Date de sortie : 20 January 2012 | Label : Robotic Empire
Ce ne sera sans doute une surprise pour personne que de retrouver aussi régulièrement que possible dans ces pages le stakhanoviste de Toronto, tant sa productivité quasi décourageante se prévaut depuis dix ans d'une ambition créative tout aussi singulière. Jamais vraiment où on l'attend malgré une image de doomeux aux cheveux gras qui lui colle à la peau depuis le succès dans les caves du monde entier des premiers opus de son duo Nadja, on l'aura ainsi vu passer ces dernières années des impros tribal-ambient ésotériques du trio ARC qu'il forme avec son homonyme et fidèle batteur Richard Baker et le percussionniste Christopher Kukiel, aux évocations drone-folk cafardeuses d'Infinite Light Ltd. en association avec Mathew Sweet (Boduf Songs) et Nathan Amundson (Rivulets), sans oublier cette multitude de split albums et collaborations avec des cadors du soundscaping versant contemplatif ou ténébreux (on citera en vrac Noveller, Thisquietarmy, Tim Hecker ou Fear Falls Burning) ni bien entendu ses propres travaux en solo, qu'il s'agisse de majestueuses méditations guitaristiques, d'excavations drone-metal anxiogènes ou de collages free noise, pour faire court (dernier en date pour ce mois de février, un certain Variations On A Loop recommandé ici).

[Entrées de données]
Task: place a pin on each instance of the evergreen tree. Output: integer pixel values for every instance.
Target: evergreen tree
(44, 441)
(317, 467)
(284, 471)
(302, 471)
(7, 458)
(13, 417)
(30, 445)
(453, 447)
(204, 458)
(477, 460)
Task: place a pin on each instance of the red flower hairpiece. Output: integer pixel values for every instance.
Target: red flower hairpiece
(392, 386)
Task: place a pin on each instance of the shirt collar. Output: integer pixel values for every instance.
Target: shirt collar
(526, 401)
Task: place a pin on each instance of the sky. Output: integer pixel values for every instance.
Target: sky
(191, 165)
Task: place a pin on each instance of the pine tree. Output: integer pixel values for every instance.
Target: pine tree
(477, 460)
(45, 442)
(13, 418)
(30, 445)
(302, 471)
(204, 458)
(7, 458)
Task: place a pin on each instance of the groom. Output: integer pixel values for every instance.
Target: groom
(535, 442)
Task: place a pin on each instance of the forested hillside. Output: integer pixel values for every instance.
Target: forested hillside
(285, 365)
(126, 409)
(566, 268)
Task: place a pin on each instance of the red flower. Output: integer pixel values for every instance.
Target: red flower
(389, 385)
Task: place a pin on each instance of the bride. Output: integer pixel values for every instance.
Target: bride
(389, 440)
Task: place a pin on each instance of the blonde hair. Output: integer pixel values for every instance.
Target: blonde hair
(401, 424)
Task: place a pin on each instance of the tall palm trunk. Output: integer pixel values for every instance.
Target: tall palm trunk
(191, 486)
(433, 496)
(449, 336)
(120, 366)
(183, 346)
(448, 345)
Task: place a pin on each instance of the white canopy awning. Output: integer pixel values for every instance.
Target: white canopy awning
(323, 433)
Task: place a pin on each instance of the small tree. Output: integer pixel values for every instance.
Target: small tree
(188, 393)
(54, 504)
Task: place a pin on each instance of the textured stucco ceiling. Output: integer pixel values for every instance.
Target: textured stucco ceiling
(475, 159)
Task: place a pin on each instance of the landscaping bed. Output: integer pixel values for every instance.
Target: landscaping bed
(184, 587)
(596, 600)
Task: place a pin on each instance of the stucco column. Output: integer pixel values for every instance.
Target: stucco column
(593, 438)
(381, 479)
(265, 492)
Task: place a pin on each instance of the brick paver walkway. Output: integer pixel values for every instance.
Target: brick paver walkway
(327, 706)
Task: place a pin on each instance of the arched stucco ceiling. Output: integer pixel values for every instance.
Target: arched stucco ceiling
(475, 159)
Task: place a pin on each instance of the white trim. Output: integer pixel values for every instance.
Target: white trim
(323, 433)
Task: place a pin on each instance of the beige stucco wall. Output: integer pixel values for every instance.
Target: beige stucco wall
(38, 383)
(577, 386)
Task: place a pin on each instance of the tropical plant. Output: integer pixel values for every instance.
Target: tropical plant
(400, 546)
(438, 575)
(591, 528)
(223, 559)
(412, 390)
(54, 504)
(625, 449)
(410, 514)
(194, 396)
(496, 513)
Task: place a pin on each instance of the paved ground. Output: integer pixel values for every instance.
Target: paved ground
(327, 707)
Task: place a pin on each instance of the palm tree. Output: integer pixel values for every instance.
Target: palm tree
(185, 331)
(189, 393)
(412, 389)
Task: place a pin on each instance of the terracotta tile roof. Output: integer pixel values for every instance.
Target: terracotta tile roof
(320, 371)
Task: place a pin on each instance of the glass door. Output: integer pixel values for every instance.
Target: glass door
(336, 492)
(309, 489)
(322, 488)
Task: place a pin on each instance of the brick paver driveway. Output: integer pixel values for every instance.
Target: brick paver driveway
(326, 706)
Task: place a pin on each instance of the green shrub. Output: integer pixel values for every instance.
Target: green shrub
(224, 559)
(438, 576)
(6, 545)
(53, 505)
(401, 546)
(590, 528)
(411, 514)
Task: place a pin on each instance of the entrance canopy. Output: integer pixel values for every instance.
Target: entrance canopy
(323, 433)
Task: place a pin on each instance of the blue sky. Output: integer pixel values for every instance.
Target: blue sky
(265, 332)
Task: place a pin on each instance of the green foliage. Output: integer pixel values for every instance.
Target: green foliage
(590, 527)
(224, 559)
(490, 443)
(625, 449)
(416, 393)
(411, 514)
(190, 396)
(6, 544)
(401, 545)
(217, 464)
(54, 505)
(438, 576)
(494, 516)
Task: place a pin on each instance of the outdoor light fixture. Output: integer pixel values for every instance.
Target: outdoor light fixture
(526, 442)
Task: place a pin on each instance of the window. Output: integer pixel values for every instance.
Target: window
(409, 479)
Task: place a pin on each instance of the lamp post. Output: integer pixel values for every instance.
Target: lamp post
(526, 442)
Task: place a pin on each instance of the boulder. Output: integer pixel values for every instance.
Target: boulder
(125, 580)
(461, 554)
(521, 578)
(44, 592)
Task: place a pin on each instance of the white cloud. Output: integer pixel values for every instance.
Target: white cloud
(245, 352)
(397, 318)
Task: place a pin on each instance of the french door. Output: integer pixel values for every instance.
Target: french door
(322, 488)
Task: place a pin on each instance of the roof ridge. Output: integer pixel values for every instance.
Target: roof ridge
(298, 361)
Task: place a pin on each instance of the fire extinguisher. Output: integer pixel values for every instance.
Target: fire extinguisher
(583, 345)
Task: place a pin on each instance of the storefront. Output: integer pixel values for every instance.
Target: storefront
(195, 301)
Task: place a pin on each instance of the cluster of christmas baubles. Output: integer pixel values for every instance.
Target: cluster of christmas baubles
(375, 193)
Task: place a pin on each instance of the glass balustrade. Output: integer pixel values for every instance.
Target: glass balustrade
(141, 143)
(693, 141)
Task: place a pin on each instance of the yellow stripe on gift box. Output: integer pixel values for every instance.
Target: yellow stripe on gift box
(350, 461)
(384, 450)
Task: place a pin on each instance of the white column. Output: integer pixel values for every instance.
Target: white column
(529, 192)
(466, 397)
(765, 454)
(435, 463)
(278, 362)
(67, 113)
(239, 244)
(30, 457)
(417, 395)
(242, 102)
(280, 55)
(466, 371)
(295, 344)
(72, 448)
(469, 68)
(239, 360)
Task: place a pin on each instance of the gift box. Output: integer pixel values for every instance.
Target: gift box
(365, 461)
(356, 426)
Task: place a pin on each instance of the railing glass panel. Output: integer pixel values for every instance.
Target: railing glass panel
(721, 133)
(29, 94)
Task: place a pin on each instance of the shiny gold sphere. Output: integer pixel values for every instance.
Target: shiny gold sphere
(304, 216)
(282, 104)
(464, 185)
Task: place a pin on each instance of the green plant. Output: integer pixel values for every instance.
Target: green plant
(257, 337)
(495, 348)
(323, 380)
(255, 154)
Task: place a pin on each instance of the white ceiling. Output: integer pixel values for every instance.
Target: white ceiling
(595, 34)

À faire:
1. D'après la chronique, pourquoi ne sera-t-il une surprise pour personne de retrouver aussi régulièrement le musicien de Toronto dans ces pages ? Répondez en une à trois phrases.
2. Répondez à ces questions sur la chronique :
(a) Sur quel label l'album sort-il ?
(b) Avec qui le musicien forme-t-il le trio ARC ?
(c) Avec qui s'est-il associé pour Infinite Light Ltd. ?

Résultats:
1. Parce que, depuis dix ans, sa productivité quasi décourageante va de pair avec une ambition créative tout aussi singulière.

2.
(a) Robotic Empire.
(b) Son homonyme et fidèle batteur Richard Baker, et le percussionniste Christopher Kukiel.
(c) Mathew Sweet (Boduf Songs) et Nathan Amundson (Rivulets).